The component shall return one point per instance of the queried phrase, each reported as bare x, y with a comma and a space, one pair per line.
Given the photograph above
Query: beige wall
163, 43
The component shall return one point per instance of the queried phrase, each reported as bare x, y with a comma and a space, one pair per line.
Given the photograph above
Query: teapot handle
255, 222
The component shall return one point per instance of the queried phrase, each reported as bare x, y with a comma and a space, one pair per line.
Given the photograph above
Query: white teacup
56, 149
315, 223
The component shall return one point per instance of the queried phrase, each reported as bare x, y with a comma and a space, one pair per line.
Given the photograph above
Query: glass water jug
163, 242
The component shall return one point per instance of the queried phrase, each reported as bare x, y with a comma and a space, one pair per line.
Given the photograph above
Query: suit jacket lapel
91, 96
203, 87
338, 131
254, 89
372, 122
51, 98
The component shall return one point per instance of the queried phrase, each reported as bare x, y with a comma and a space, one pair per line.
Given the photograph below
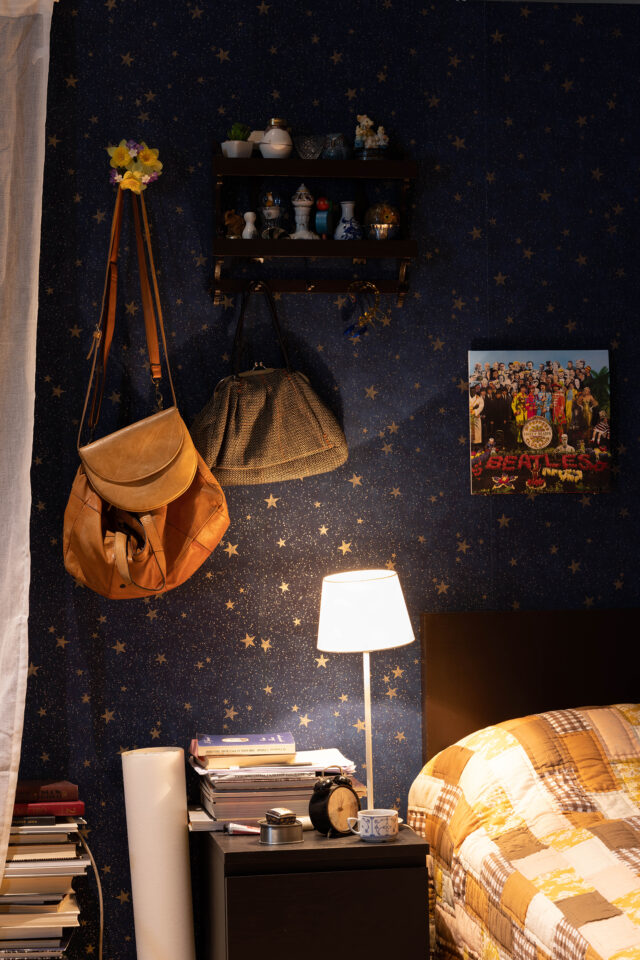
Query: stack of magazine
38, 908
243, 776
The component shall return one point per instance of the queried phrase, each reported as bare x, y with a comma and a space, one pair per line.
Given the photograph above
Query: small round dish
236, 148
274, 833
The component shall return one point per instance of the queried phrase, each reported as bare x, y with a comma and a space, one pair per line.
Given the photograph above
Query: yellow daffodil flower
132, 180
120, 156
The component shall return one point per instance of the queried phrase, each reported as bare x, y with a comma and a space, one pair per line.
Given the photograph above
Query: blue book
248, 744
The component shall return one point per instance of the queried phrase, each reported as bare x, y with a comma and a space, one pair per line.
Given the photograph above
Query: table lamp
362, 611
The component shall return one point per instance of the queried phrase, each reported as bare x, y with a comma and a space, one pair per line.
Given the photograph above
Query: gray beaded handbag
266, 424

EXERCISE BRIEF -> Copy every record above exactly, leaving out any pictures.

FINAL ANSWER ->
The component shall return one point per instance of the queried phrase, each reported as bare x, y with a comma and a space, one pair per line.
Given the photograph above
Query: beige wall
163, 43
The component shall return one point per instance of the queried phrase, each reported as bare x, y with a comma and a space, one pair per line.
Given the photograph above
Query: teapot handle
255, 222
The component shall return one point per instance of the queried phrase, each reported as bare x, y with a comma and a space, one pair per line.
Given the photograph above
Query: white teacup
56, 149
315, 223
The component shall return one point per instance of the queried phrase, each reported as bare x, y with a comma and a space, one pair per line.
Given the photograph above
Query: glass water jug
163, 242
The component shall return one point per instance of the queried phrase, each reported as bare x, y with a comma and a space, one pair per line.
Given the photograph above
Query: suit jacket lapel
91, 96
203, 87
338, 131
254, 89
372, 122
51, 98
The component shall return one point per instance of the queried phrase, each reported as bare x, y with a comma and a space, one pair per line.
Given the photograph below
Query: stack of magazine
38, 908
243, 776
The component shall return one point per instance of the queried phrase, each reported as bare x, y with a comma and a space, one pair per line.
Given the photograph above
Query: small round dish
236, 148
274, 833
The component shall return one point per instance of the queried phrase, each reported as bare x, y with a comma and a space, one pair per line.
Given the photograph above
Query: yellow daffodil flower
132, 180
120, 156
The component shall return one point per instance of the queried phrase, each reported as bare x, y with a comma and a space, one pair per line.
Given the photograph above
Query: blue book
248, 744
The component shall return one point per instance of the queried phrase, each reported as bare x, y with a comma and a space, one pair per line.
Given the photograph above
Query: table lamp
362, 611
The component shall return one point per instance of the queried phrase, each reported as bare x, y with a comma and a space, one pair per line.
Given the photograph above
Query: gray beaded handbag
266, 424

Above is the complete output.